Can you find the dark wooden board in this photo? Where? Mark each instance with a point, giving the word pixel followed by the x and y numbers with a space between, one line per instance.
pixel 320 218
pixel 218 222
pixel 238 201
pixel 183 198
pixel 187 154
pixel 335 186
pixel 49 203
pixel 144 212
⁂
▶ Given problem:
Copy all the rows above word for word, one line per row, without changing anything.

▶ Solution for this task:
Can you find the dark wooden board in this photo? Where? Mark each instance with a point, giving the word pixel followed by the x and y numbers with a space between, one line per instance.
pixel 320 218
pixel 218 222
pixel 238 201
pixel 183 198
pixel 187 154
pixel 335 186
pixel 49 203
pixel 144 212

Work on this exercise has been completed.